Work instructions:
1 - In the Outlander review, change "Balrog" to "dragon" and write out the passage from "You are forgiven" to "character named Boromir.".
2 - According to the Outlander review, what is the movie rated?
3 - Continue the Outlander review from its last sentence.
== Reading text
You are forgiven if you thought this was a Balrog. After all Outlander is "from the Producer of 'Lord of the Rings'" and features a character named Boromir.

Our friends will note from previous reviews that we at TBTS have several categories of “good,” most of which are mutually exclusive.  Outlander is by no means “good” as in “high quality,” but it’s not really meant to be.  It is “good” as in “entertaining,” which it is.  This film is fun to watch largely because the people who made it understand what it’s supposed to do.  It’s supposed to be loud and absurd and unbelievable.  It succeeds on all those fronts.  Outlander has beheadings, disembowlings, even montages (plural!).  It has hot, drunken Viking wenches and dudes; characters named Wulfric, Rothgar, Unferth, Gunnar, and Boromir; spears and bears; swords and hordes; and literally heaps of bodies.  It’s only 115 mintues long.  In other words, it has something for everyone.  Well, almost everyone.  If anything, it needs more skin—not a single boobie, even though the movie is rated R—and more explosions (Iron Age technology wasn’t known for pyrotechnics).
====
== Supplied data
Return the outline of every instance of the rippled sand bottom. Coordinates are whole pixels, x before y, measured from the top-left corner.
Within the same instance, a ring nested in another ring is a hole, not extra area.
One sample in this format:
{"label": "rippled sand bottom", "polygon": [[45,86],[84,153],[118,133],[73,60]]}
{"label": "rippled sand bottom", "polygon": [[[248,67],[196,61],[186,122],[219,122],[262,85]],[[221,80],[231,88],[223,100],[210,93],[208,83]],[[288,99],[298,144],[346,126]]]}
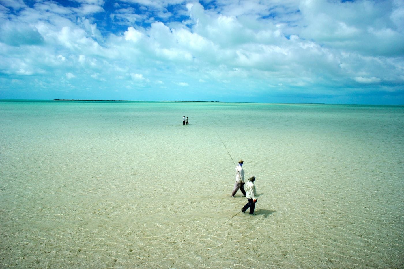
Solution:
{"label": "rippled sand bottom", "polygon": [[[397,152],[342,136],[165,128],[11,141],[1,267],[403,268]],[[218,135],[257,177],[255,216],[237,214],[246,200],[230,197]]]}

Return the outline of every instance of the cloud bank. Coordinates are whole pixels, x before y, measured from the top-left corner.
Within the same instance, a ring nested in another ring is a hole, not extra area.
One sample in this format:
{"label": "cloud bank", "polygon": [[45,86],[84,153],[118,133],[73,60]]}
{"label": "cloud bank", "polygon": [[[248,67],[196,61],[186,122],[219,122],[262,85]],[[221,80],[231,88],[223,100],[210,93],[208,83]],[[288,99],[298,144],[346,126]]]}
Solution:
{"label": "cloud bank", "polygon": [[0,0],[0,98],[404,104],[402,1],[27,3]]}

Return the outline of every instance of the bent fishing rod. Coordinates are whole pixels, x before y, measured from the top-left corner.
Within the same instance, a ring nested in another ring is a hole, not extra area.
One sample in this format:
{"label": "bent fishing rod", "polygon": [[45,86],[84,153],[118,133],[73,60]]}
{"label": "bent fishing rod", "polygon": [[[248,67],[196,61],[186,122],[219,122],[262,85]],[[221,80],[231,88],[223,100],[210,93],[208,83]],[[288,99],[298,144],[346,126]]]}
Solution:
{"label": "bent fishing rod", "polygon": [[[223,144],[223,145],[225,146],[225,148],[226,149],[226,151],[227,151],[227,153],[229,154],[229,156],[230,156],[230,159],[231,159],[231,161],[233,162],[233,164],[234,165],[234,166],[235,166],[236,168],[237,168],[237,166],[236,165],[236,163],[235,163],[234,161],[233,161],[233,158],[231,157],[231,155],[230,155],[230,153],[229,152],[229,150],[227,149],[227,147],[226,146],[226,145],[225,145],[224,142],[223,142],[223,140],[222,140],[222,139],[221,138],[220,138],[220,136],[219,136],[219,134],[217,133],[217,132],[216,131],[215,131],[216,132],[216,134],[217,135],[217,136],[219,138],[219,139],[220,139],[220,141],[222,142],[222,144]],[[238,173],[238,174],[240,175],[240,172],[239,172],[238,170],[238,169],[236,169],[237,170],[237,173]],[[240,175],[240,176],[241,176],[241,175]]]}

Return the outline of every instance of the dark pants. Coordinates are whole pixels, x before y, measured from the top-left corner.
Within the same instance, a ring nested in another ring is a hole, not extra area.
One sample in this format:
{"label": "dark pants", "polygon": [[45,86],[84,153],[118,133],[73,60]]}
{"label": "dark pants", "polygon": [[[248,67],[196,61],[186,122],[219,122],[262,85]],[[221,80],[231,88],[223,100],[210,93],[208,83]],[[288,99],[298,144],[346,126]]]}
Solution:
{"label": "dark pants", "polygon": [[236,182],[236,185],[234,185],[234,188],[233,189],[233,192],[231,193],[231,196],[234,196],[236,195],[236,193],[240,189],[241,192],[243,193],[243,195],[244,196],[246,196],[246,191],[244,190],[244,182]]}
{"label": "dark pants", "polygon": [[250,208],[250,214],[252,214],[254,213],[254,208],[255,208],[255,203],[254,203],[254,200],[253,199],[247,198],[247,199],[248,200],[248,202],[246,204],[246,205],[244,206],[244,207],[243,208],[243,209],[241,210],[243,212],[245,212],[246,210],[248,208]]}

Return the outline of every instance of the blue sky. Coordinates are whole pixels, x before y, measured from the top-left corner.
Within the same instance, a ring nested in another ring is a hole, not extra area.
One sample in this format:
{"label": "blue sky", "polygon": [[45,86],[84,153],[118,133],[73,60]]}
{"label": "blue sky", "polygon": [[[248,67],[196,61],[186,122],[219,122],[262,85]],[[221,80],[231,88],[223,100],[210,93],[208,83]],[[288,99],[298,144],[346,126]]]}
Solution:
{"label": "blue sky", "polygon": [[0,99],[404,104],[402,0],[0,4]]}

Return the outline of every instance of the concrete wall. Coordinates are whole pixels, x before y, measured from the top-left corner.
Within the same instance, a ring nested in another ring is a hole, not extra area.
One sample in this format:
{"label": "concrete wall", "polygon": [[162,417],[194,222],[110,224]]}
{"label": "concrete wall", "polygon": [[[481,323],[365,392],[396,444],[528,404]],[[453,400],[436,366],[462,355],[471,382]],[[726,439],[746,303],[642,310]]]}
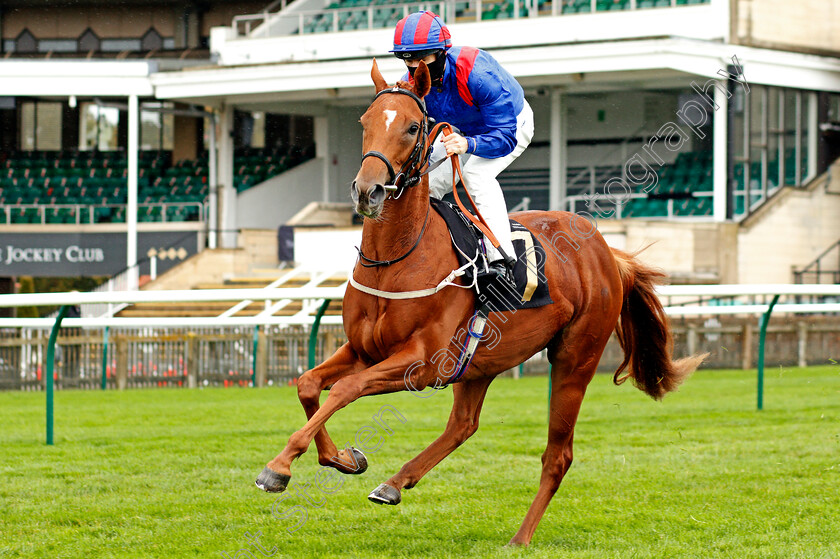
====
Responses for each task:
1 -
You are forgiven if you thought this was a dragon. After all Outlander is "from the Producer of 'Lord of the Rings'" and features a character named Boromir.

2 - It is rated R.

3 -
Maybe you’re rolling your eyes thinking, “so it’s just a coincidence that Mr. Humanoid P. McAlien crash-lands on Earth, which happens to be filled with humans so he doesn’t look out of place?”  Outlander explains that with a moderately-convincing three-second computer-screen graphic, then completely forgets it.  If you’re wondering how in a matter of minutes he supplants his own space-language with ancient Norse, which is apparently identical to slightly dated English and spoken with a British accent by Vikings but an American accent by our visitor, that’s explained, too, in a scene that will make you avoid cramming for a test ever again.  If you’re noting that the “dirty” people look like they just had dark makeup smudged on their faces, you’re probably right: they’re actors, not actual peasants, so it’s most likely cosmetics and not real dirt.  If you’re incredulous that the same warrior from 1300 years ago who uses leather as armor also has a full mouth of perfect, glowing white teeth…well, that’s not explained, but it doesn’t frigging need to be because it’s a goddamned movie about goddamned Vikings fighting goddamned aliens.  Honestly, if you’re asking these questions, you’re watching the wrong movie.

It doesn’t matter than Outlander didn’t do so well, or that it opened up in the States after it premiered in Latvia.  I don’t see YOU making movies about hammer-wielding Norsemen fighting xenomorphs that look like Tron suits.  When you do, we can be friends.

Verdict: watch it.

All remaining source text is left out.